Required actions:
a. In the forum thread about automatically closing inactive threads, list every length of time mentioned in the opening post, the part before the first dashed divider line.
b. In the forum thread about automatically closing inactive threads, what period of inactivity does NaphtaliPress say will work?
c. Reproduce the forum thread about automatically closing inactive threads from "I think 3 weeks" up to and including "board was updates.".

Excerpted passage:

Yes, that's basically what I was getting at, but I wasn't sure how to title the thread.

I think it used to be at least 30 days of inactivity before threads were automatically closed, if not more, so I was surprised to see threads that had posts as recent as 8-10 days ago being closed to further replies. I want to say that it may have been 60 days at one point, but I could be thinking of another board instead. I only visit here once in a while these days, so I don't know what the policy was before the board was updated recently.

I'm on an industry specific board that has no limit at all. So you can get people searching the forum and replying to posts from a decade ago. Sometimes that's OK. Sometimes that's unhelpful or misleading depending on how out of date the information in the old thread is. Perhaps more often than not, someone bumping a thread that old is up to no good, which may be one reason why the admins leave everything open since it helps to identify those people.


----------



## NaphtaliPress (May 7, 2020)

I think 3 weeks will work; one can always ask that a thread be reopened that is still timely; but I think, generally and somewhat arbitrarily, six months and older can simply reference any older thread someone wanted to draw from and reboot the topic with a new thread. Yeah; I don't like the idea of folks posting to ten year old threads; however, apparently, one can still react and like just about anytime anywhere.


Pilgrim said:


> Yes, that's basically what I was getting at, but I wasn't sure how to title the thread.
> 
> I think it used to be at least 30 days of inactivity before threads were automatically closed, if not more, so I was surprised to see threads that had posts as recent as 8-10 days ago being closed to further replies. But I only visit here once in a while these days, so I don't know what the policy was before the board was updates.
> 
> I'm on an industry specific board that has no limit at all. So you can get people searching the forum and replying to posts from a decade ago. Sometimes that's OK. Sometimes that's unhelpful or misleading depending on how out of date the information in the old thread is. Perhaps more often than not, someone bumping a thread that old is up to no good, which may be one reason why the admins leave everything open since it helps to identify those people.

Reactions: Like 1


----------

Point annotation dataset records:

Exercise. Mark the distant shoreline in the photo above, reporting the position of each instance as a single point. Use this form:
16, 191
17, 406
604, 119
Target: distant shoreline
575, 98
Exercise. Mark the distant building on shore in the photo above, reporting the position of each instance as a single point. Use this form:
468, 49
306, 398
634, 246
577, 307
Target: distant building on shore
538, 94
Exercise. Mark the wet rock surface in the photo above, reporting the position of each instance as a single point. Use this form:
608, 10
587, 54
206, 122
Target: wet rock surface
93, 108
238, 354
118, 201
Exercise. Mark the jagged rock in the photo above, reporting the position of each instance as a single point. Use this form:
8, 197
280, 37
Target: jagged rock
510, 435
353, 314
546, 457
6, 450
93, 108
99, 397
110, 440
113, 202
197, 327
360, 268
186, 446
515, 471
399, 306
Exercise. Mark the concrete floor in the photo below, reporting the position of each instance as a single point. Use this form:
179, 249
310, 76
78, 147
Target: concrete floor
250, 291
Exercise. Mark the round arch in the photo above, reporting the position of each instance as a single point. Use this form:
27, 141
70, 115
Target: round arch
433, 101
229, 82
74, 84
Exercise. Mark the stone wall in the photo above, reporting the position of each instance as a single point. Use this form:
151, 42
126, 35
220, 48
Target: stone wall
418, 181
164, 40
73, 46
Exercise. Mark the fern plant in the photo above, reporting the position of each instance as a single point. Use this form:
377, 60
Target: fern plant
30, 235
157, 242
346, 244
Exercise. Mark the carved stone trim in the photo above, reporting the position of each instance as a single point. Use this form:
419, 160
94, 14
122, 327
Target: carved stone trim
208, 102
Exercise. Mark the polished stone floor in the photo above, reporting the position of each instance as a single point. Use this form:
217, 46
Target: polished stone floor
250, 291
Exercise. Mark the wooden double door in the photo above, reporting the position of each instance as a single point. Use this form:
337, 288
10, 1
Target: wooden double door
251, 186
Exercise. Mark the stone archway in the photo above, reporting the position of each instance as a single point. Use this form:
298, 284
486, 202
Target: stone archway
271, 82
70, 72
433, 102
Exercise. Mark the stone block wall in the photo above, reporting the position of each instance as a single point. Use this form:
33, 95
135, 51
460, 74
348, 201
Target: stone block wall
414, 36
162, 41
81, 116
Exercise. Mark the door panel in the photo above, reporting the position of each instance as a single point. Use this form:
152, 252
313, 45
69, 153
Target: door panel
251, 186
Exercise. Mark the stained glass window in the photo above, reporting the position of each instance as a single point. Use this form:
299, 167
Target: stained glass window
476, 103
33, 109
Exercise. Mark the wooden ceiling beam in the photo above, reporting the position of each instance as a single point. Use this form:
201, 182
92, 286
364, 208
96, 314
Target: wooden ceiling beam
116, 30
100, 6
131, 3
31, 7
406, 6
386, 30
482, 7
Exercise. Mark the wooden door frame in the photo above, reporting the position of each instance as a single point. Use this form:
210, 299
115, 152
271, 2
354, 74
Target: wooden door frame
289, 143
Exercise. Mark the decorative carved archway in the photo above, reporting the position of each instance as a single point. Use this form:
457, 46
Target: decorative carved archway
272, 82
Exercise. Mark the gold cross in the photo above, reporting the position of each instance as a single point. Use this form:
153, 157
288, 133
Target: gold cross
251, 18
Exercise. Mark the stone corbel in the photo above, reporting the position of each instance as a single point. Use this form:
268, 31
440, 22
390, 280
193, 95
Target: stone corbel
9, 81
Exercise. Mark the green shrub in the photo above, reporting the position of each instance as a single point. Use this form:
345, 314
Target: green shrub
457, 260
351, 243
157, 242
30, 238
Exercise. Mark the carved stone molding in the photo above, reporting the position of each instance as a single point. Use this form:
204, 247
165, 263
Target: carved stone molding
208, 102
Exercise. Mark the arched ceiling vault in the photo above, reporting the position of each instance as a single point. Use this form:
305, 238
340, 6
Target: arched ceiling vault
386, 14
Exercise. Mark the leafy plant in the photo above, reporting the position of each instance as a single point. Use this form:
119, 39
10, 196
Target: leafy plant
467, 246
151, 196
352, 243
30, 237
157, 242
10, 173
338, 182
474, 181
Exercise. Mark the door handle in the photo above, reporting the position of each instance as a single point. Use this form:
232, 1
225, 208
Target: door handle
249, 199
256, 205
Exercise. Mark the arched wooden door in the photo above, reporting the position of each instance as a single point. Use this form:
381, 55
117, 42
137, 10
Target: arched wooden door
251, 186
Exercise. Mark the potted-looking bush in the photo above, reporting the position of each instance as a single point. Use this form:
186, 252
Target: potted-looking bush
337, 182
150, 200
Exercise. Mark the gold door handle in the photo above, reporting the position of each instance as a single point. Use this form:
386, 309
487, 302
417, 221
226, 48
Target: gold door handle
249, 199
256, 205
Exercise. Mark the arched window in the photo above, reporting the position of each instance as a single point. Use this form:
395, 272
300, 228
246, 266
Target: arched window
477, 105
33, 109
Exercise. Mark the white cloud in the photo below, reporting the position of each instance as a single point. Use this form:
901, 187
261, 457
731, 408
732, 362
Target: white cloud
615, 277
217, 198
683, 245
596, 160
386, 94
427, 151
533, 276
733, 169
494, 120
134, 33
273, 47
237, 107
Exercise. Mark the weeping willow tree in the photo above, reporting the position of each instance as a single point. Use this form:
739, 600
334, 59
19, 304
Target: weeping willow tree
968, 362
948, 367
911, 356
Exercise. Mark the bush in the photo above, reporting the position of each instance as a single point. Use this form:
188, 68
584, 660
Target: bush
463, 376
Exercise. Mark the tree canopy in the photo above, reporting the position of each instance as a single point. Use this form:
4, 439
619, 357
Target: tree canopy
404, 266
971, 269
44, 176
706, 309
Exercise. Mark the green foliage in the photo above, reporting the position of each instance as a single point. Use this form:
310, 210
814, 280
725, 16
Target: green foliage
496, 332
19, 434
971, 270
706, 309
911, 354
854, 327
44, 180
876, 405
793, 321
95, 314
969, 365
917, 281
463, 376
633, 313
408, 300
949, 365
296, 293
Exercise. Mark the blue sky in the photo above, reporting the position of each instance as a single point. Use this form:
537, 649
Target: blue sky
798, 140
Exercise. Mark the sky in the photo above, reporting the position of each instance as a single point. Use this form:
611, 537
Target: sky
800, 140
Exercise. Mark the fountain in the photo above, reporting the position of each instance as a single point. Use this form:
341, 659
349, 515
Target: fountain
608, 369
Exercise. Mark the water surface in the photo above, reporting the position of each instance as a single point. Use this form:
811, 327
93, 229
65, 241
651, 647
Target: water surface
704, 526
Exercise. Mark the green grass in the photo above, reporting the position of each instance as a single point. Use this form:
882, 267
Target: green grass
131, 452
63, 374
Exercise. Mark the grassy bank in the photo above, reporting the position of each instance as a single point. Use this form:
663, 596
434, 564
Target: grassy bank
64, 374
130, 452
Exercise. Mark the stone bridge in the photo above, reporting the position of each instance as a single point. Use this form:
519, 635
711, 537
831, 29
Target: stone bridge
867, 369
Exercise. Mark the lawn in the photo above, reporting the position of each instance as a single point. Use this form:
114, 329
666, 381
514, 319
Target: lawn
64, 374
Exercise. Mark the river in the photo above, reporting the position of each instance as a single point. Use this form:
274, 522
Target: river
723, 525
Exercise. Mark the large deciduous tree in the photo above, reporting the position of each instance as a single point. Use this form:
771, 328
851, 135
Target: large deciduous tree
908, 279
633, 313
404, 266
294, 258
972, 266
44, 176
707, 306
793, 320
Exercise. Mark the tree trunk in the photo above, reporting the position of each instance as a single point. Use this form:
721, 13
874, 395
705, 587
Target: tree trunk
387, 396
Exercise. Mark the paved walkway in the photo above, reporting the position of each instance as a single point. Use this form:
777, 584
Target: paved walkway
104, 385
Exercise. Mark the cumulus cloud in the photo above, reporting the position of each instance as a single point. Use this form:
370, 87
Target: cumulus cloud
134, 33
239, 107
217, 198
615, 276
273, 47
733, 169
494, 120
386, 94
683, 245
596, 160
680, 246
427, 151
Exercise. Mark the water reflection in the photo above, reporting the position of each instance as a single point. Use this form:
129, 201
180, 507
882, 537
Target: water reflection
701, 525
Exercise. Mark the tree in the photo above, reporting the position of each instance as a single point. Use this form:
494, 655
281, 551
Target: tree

Outputs:
a. 30 days; 8-10 days; 60 days; a decade

b. 3 weeks

c.
I think 3 weeks will work; one can always ask that a thread be reopened that is still timely; but I think, generally and somewhat arbitrarily, six months and older can simply reference any older thread someone wanted to draw from and reboot the topic with a new thread. Yeah; I don't like the idea of folks posting to ten year old threads; however, apparently, one can still react and like just about anytime anywhere.


Pilgrim said:


> Yes, that's basically what I was getting at, but I wasn't sure how to title the thread.
> 
> I think it used to be at least 30 days of inactivity before threads were automatically closed, if not more, so I was surprised to see threads that had posts as recent as 8-10 days ago being closed to further replies. But I only visit here once in a while these days, so I don't know what the policy was before the board was updates.